Your objective.
Summarize the commentary on Matthew 25.31-46 that follows in two sentences.

Extract provided.
· · ·
Matthew 25.31-46
The Sheep, the Goats and a Couple of Cats
We arrive at the end of the season of Pentecost with a pivotal scene in Matthew’s Gospel. Probably, the passage does not record Jesus’ actual words, but instead is of Matthew’s own devising, part of his attempt to craft a portrait true to the meaning and purpose of Jesus. That he places them here, at this key juncture, as Jesus’ last words to the leaders of Israel before they make the final decision to kill him, suggests he intends them to sum up and clarify everything Jesus has been saying all along.
But what is it he’s having Jesus say here? The most obvious interpretation, the one that thanks to our natural assumptions about God as well as much of our experience with religion is ready to leap to mind, is a conventional picture of divine judgment, salvation and punishment. It might be that after all the odd and disturbing parables that have led up to this, Jesus’ story of the sheep and the goats comes as a relief. Here at least he’s making sense: God wants people to do the right thing; if they do it, they go to heaven for their just reward, if they don’t, they go to hell to be deservedly punished. God as condemning judge is deeply, dangerously engrained in us. Anne Lamott in Bird By Bird (30) reminds us of our constant need to escape that pervasive image of “God as the high school principal in a gray suit who never remembered your name but is always leafing unhappily through your files.”
· · ·
Extracted information.
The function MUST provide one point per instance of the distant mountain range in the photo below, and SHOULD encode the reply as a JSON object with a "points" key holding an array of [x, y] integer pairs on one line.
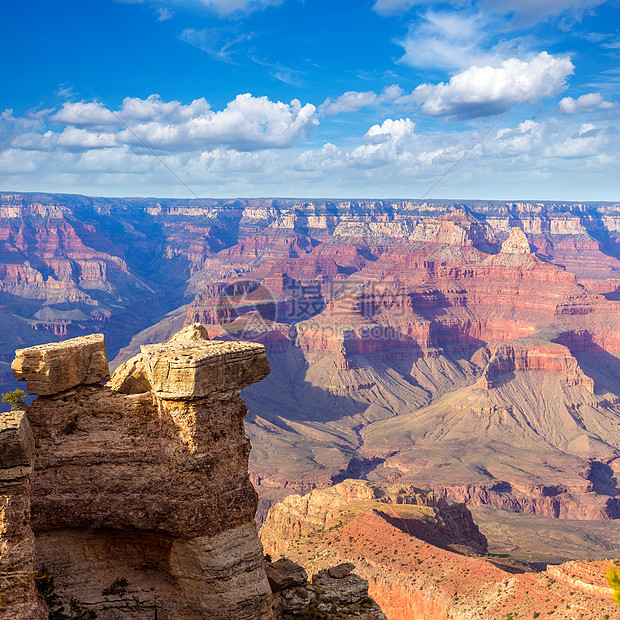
{"points": [[468, 347]]}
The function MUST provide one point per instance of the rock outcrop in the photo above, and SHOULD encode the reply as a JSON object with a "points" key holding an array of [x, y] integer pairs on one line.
{"points": [[435, 519], [18, 597], [334, 593], [141, 504], [51, 368]]}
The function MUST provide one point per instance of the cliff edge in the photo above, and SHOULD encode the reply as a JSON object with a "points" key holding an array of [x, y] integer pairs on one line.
{"points": [[140, 503]]}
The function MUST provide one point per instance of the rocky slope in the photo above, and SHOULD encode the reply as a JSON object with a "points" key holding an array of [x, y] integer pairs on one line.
{"points": [[471, 348], [411, 578]]}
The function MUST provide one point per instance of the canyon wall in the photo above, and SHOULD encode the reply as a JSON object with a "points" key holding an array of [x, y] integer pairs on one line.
{"points": [[388, 535], [470, 347]]}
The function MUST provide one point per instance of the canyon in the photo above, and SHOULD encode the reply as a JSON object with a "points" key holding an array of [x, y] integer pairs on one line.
{"points": [[427, 559], [136, 502], [470, 348]]}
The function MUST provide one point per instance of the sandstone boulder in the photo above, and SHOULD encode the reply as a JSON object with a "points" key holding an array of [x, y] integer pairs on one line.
{"points": [[191, 332], [340, 571], [194, 369], [343, 590], [51, 368], [130, 377]]}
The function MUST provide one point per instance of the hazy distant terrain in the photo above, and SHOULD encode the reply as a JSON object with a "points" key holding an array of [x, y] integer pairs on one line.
{"points": [[426, 342]]}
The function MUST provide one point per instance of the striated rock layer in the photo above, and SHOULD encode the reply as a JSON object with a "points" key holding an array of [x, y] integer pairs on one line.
{"points": [[18, 597], [141, 503], [411, 576]]}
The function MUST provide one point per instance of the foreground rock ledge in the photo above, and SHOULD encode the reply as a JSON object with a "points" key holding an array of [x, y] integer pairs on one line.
{"points": [[52, 368], [148, 490]]}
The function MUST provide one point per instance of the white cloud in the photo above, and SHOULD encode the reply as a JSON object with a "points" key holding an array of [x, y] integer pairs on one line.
{"points": [[483, 91], [395, 130], [529, 12], [85, 114], [246, 123], [449, 41], [523, 12], [164, 14], [227, 7], [353, 100], [585, 103], [588, 141], [389, 7]]}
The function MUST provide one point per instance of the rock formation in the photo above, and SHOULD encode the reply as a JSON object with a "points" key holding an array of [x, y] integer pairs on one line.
{"points": [[141, 503], [333, 593], [18, 597], [439, 521], [381, 318]]}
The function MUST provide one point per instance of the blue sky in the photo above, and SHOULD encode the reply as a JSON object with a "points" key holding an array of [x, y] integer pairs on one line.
{"points": [[487, 99]]}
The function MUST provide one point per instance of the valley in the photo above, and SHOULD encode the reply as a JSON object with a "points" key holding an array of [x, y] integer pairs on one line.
{"points": [[471, 348]]}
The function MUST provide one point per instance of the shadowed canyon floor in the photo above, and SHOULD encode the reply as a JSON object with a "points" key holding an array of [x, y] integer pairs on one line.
{"points": [[419, 561], [471, 348]]}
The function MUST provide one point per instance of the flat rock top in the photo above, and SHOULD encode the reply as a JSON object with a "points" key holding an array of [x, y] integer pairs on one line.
{"points": [[197, 351]]}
· · ·
Solution to this task.
The sheep-and-goats passage is probably Matthew's own composition rather than Jesus' actual words, and Matthew places it as Jesus' last words to Israel's leaders to sum up and clarify everything he had been saying. Its most obvious reading is a conventional picture of divine judgment, in which those who do right go to heaven and those who don't go to hell, and the commentary calls this image of God as condemning judge deeply, dangerously engrained in us.